How one British mountaineer discovered pure happiness over two weeks in the far north fjords of Norway
*words and photography by Paul Caddy
When a friend asks whether you want to go sailing in the Arctic, you think about it (I'm not a sailer). When your friend adds, “Oh, and we'll be ski touring too,” you go. You drop everything and just go.
Arctic Norway has some of the best sea-to-summit and summit-to-sea ski touring in the world. At almost 70 degrees north—the same latitude as the far north of Alaska—you'd think that you'd need a state-of-the-art, nuclear-powered icebreaker to reach the shores of this Scandinavian country. But you don't. Thanks to the relatively mild Atlantic currents which slosh warm waters from the Caribbean's white sand beaches to the far north of Europe, the coast of Norway pretty much remains ice-free throughout the year (with water temps hovering in the 40s Fahrenheit). And yet, wonderfully, the mountains remain caked in snow. It is a paradise for sailing and ski touring.
Timing is key though. For six weeks every winter the sun doesn't rise. This is the "mørketid" ("dark time"). It isn't the ideal time for exploring the mountains on skis, even though some muted sunlight from below the horizon washes into the sky for a fleeting few hours a day. The locals hibernate in their homes with candles and thick, fuzzy blankets and dream of the time after the spring equinox when the days grow longer by ten minutes each day.
By the time we, a group of four ski tourers and sailers of varying abilities, arrived last April the sun rose at about 5.30 a.m. and didn't set until past 8 p.m. Two weeks later, the sun rose an hour earlier and set an hour later. It never really got dark.

* [Provided material]
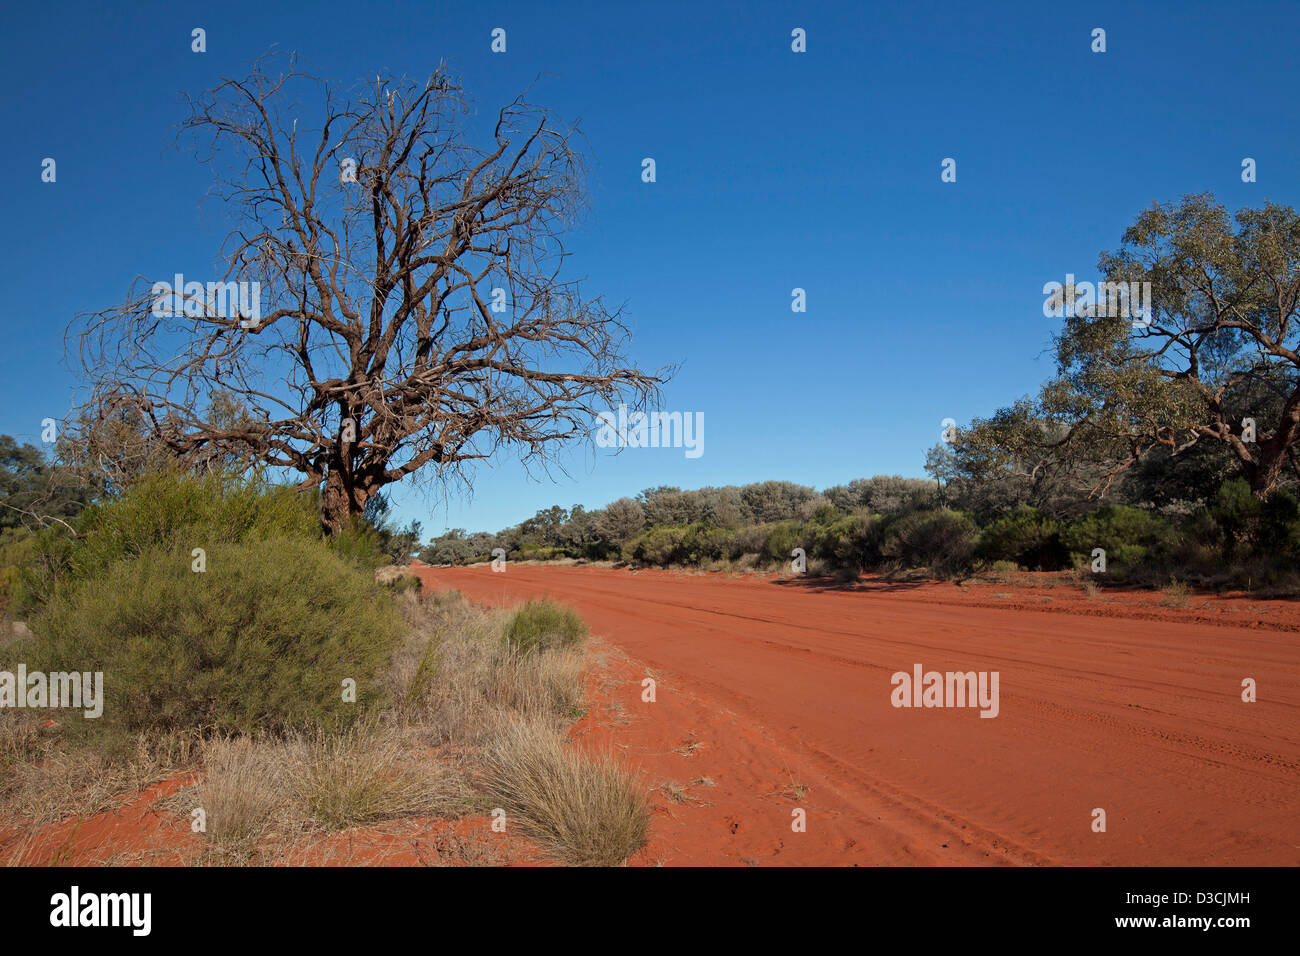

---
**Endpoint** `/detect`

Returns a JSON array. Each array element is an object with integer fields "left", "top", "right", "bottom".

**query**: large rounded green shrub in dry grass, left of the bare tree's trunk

[{"left": 19, "top": 538, "right": 402, "bottom": 732}]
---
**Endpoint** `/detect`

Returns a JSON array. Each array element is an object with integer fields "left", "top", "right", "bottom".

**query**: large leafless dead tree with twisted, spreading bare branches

[{"left": 69, "top": 60, "right": 671, "bottom": 533}]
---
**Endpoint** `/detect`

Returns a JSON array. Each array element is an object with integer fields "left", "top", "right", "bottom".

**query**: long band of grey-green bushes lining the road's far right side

[{"left": 420, "top": 473, "right": 1300, "bottom": 593}]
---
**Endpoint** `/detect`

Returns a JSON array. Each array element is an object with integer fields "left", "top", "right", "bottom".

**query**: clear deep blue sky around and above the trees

[{"left": 0, "top": 0, "right": 1300, "bottom": 535}]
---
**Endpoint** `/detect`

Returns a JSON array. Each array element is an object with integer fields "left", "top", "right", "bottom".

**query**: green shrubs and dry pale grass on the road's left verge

[{"left": 0, "top": 471, "right": 649, "bottom": 865}]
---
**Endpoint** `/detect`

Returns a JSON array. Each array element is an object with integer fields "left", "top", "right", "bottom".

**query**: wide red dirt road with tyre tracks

[{"left": 419, "top": 564, "right": 1300, "bottom": 865}]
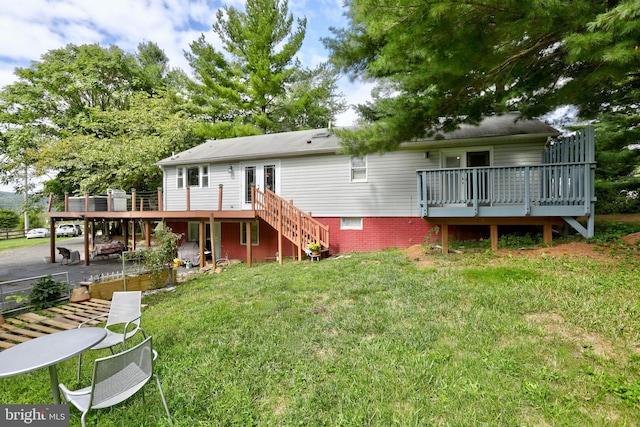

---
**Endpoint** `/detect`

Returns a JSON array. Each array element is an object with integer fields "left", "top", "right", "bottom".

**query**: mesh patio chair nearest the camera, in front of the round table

[{"left": 58, "top": 337, "right": 172, "bottom": 427}]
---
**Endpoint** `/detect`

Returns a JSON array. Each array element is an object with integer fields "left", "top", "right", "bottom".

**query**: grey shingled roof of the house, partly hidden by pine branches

[{"left": 157, "top": 113, "right": 559, "bottom": 166}]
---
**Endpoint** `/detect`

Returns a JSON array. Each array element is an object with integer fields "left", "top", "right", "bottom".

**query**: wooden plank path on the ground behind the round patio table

[{"left": 0, "top": 298, "right": 111, "bottom": 351}]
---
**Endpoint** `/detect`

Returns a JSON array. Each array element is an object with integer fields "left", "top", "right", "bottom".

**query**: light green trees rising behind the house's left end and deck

[{"left": 0, "top": 0, "right": 346, "bottom": 205}]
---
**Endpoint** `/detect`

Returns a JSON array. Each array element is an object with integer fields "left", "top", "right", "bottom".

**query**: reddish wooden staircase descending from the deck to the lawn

[{"left": 251, "top": 187, "right": 329, "bottom": 263}]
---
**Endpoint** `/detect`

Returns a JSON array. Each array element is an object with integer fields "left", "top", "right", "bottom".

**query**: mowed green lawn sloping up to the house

[{"left": 0, "top": 250, "right": 640, "bottom": 426}]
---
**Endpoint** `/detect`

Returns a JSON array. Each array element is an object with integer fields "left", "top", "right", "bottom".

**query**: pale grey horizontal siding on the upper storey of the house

[{"left": 165, "top": 139, "right": 544, "bottom": 218}]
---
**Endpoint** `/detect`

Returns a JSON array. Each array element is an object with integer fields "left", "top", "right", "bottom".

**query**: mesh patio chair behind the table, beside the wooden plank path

[{"left": 78, "top": 291, "right": 146, "bottom": 380}]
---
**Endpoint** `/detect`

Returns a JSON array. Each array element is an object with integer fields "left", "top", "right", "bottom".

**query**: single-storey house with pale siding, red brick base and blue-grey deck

[{"left": 158, "top": 113, "right": 594, "bottom": 260}]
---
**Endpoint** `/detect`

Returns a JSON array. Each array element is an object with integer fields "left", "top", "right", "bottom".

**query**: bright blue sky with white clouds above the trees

[{"left": 0, "top": 0, "right": 372, "bottom": 126}]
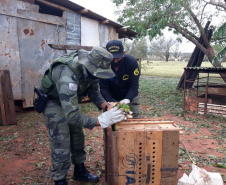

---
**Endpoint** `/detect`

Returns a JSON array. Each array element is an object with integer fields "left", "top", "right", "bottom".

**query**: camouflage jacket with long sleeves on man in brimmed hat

[{"left": 50, "top": 57, "right": 105, "bottom": 129}]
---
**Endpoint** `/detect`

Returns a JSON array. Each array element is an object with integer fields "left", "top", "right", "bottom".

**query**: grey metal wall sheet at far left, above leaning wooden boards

[{"left": 0, "top": 15, "right": 22, "bottom": 100}]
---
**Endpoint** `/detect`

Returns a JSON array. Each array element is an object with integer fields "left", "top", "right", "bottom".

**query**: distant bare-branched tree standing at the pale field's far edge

[{"left": 151, "top": 37, "right": 177, "bottom": 62}]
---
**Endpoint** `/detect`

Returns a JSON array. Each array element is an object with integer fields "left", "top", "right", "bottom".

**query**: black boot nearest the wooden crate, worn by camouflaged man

[{"left": 74, "top": 163, "right": 99, "bottom": 182}]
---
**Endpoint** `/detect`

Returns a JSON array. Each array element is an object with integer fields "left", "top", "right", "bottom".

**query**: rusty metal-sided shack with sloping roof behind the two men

[{"left": 0, "top": 0, "right": 136, "bottom": 108}]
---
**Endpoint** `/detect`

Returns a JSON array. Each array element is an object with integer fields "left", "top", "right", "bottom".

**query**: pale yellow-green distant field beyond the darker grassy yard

[{"left": 141, "top": 61, "right": 226, "bottom": 77}]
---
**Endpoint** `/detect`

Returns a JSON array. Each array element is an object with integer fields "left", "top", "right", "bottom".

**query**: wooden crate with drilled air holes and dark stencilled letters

[{"left": 104, "top": 118, "right": 182, "bottom": 185}]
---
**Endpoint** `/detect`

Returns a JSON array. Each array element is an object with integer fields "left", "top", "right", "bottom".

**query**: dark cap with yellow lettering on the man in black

[{"left": 106, "top": 40, "right": 124, "bottom": 58}]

* [Try it] Carry on the account of sailing and ski touring in Arctic Norway from its last sentence, in the same first-person voice.

* [Answer to this problem]
In anybody's book, that's a generous amount of time to get into the mountains. And that's the joy of skiing in Norway: not having to feel rushed. Rushed to get out of bed and out of the door. Rushed to get up the mountain and down it again. Rushed to squeeze as much skiing in as possible before the sun sets in the late afternoon. There's none of that, just the luxury of taking as long as you like to schlep up and blast down the local mountains, or, fjells, as they prefer.
At times we hired a guide, such as when we climbed Tafeltinden (4,576 feet from sea level) in the achingly handsome Lyngen Alps, a thin sliver of angry terrain sandwiched between two equally thin inlets, the Ullsfjorden and Lyngenfjorden to the east of Tromsø. According to our guidebook this area is Norway's wildest for ski touring. At times we struggled to contest this claim, as we skinned across the Koppangsbreen glacier surrounded by a devil's amphitheater of needle-like cliffs, couloirs and gloomy, intermittent mist. It felt like 69 degrees north. And then some.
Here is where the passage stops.